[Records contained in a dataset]

↓↓↓

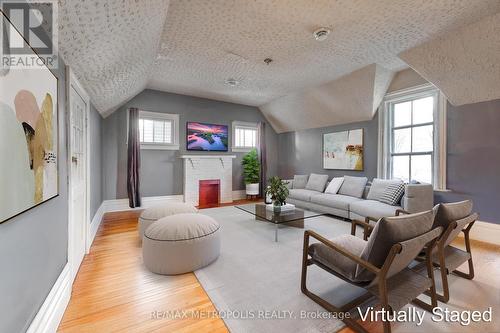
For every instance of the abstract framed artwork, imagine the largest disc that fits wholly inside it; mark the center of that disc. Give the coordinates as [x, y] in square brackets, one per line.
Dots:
[343, 150]
[28, 136]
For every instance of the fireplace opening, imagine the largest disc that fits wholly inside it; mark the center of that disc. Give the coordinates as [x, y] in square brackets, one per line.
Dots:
[209, 195]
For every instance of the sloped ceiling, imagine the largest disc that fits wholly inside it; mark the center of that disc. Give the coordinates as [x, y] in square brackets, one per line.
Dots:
[464, 64]
[111, 45]
[353, 97]
[118, 47]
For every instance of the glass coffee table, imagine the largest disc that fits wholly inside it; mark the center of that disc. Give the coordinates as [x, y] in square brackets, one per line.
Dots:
[294, 218]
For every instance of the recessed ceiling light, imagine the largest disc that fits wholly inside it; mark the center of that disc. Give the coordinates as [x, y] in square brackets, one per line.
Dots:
[232, 82]
[321, 34]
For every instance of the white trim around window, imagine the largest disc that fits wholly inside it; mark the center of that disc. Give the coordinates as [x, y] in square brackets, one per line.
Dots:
[386, 132]
[245, 136]
[169, 123]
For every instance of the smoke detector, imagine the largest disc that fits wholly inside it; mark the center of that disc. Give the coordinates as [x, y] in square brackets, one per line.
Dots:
[232, 82]
[321, 34]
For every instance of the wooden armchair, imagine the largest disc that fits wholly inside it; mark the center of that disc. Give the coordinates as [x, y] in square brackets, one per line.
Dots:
[379, 265]
[367, 226]
[453, 218]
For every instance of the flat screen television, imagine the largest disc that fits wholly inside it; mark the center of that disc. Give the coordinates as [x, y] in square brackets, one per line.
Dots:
[206, 137]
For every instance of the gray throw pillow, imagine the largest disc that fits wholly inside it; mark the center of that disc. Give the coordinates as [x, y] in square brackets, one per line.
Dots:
[393, 194]
[300, 181]
[379, 186]
[317, 182]
[389, 231]
[353, 186]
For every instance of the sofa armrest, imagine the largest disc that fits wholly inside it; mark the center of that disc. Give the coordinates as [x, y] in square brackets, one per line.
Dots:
[418, 198]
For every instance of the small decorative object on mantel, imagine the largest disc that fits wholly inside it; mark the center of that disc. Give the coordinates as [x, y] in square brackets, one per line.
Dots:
[343, 150]
[279, 193]
[251, 172]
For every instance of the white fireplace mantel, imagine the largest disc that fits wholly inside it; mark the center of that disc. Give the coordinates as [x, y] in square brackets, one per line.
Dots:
[203, 167]
[207, 156]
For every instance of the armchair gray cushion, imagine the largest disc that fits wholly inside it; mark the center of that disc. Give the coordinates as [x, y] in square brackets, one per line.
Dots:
[353, 186]
[389, 231]
[300, 181]
[336, 261]
[449, 212]
[317, 182]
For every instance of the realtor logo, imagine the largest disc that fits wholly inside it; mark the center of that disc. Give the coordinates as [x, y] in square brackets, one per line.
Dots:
[29, 34]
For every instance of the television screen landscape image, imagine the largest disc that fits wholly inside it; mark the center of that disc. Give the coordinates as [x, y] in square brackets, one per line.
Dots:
[206, 137]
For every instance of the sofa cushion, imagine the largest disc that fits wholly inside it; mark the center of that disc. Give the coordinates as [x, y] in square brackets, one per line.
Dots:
[379, 186]
[336, 261]
[300, 181]
[393, 194]
[338, 201]
[372, 208]
[334, 185]
[389, 231]
[302, 194]
[353, 186]
[317, 182]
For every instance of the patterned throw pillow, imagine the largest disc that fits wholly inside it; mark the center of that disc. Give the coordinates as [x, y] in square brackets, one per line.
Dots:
[393, 194]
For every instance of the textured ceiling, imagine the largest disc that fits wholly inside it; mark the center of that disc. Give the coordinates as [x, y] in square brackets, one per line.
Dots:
[117, 47]
[353, 97]
[111, 45]
[464, 64]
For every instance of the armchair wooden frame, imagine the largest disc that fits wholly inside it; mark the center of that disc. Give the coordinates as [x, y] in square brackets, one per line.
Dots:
[381, 276]
[448, 258]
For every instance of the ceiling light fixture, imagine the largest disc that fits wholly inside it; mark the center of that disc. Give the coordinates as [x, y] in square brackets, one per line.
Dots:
[321, 34]
[232, 82]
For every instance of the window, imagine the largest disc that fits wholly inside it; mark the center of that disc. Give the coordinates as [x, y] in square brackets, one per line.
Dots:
[159, 130]
[245, 136]
[414, 134]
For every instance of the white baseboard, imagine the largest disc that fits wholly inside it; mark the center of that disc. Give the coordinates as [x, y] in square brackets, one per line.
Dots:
[486, 232]
[240, 194]
[50, 314]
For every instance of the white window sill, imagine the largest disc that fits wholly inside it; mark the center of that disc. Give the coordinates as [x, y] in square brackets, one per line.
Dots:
[444, 190]
[159, 147]
[241, 149]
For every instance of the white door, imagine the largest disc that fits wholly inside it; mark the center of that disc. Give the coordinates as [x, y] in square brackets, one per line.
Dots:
[78, 179]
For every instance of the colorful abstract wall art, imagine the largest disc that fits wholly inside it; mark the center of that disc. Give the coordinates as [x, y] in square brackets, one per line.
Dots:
[28, 138]
[343, 150]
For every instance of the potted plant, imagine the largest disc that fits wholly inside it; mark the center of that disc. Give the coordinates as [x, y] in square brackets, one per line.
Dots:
[278, 191]
[251, 172]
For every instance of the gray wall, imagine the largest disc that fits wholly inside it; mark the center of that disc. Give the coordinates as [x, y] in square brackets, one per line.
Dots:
[473, 162]
[161, 171]
[33, 245]
[95, 159]
[300, 152]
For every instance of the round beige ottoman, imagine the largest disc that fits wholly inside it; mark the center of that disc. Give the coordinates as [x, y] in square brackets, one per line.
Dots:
[180, 243]
[153, 214]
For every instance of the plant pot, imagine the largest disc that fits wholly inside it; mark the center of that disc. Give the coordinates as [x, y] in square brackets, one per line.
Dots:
[252, 189]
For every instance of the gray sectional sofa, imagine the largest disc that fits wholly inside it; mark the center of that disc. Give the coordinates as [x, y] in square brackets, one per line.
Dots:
[358, 198]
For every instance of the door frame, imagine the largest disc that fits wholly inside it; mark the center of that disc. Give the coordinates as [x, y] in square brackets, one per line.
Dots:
[72, 82]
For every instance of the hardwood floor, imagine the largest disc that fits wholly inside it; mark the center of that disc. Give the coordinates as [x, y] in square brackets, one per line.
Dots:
[114, 292]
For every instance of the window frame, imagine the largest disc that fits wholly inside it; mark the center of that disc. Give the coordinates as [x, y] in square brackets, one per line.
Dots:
[439, 129]
[244, 125]
[174, 118]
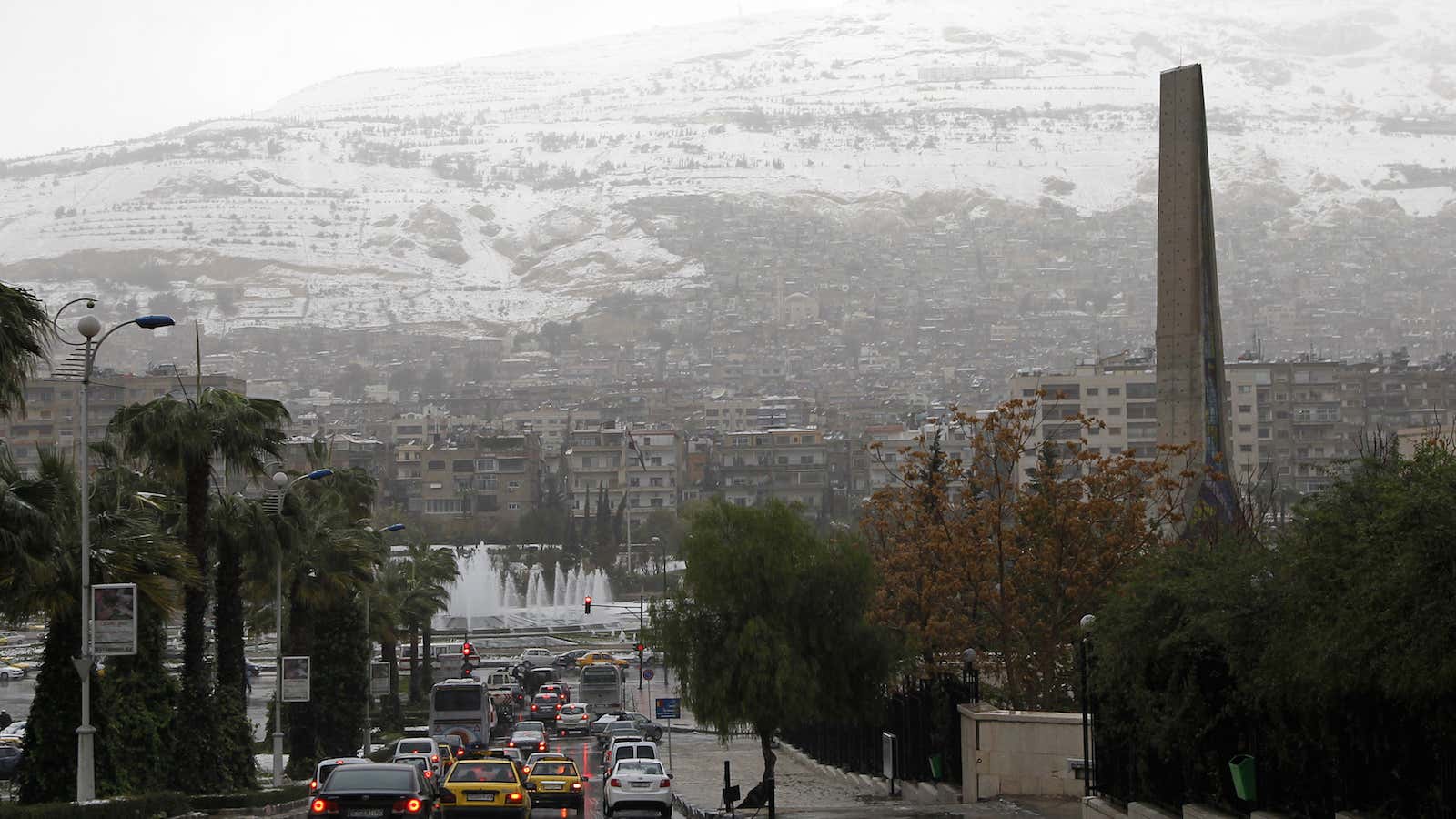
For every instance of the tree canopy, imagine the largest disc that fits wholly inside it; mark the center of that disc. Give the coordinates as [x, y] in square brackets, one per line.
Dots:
[769, 629]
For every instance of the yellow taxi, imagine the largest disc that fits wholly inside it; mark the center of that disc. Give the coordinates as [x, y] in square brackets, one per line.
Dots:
[557, 783]
[485, 787]
[594, 658]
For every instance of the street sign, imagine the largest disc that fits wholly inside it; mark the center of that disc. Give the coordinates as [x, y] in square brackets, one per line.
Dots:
[296, 680]
[378, 680]
[114, 618]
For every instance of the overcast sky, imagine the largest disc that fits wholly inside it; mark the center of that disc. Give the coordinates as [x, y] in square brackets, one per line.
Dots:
[89, 72]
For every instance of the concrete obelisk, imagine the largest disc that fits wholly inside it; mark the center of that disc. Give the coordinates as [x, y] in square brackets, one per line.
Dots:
[1191, 390]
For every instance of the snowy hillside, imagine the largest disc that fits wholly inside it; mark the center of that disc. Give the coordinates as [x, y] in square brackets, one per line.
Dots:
[494, 191]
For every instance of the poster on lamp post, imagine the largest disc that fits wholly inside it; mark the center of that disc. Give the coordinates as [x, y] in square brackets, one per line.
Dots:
[379, 680]
[296, 680]
[114, 620]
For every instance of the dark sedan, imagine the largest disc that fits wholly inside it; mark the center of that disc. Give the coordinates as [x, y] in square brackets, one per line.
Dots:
[375, 792]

↑↑↑

For every line above that holds the word "wooden", report the whole line.

For every instance of the wooden armchair, imagine the largest disc that fits wholly inside it; mark the center of that disc. Give the coordinates as [x, y] in square brackets, one per line.
For every instance of the armchair wooden frame, imagine the largest disc that fits wholly inside it; mark the center of that disc. Give the coordinates as [x, y] in square brackets, one per line.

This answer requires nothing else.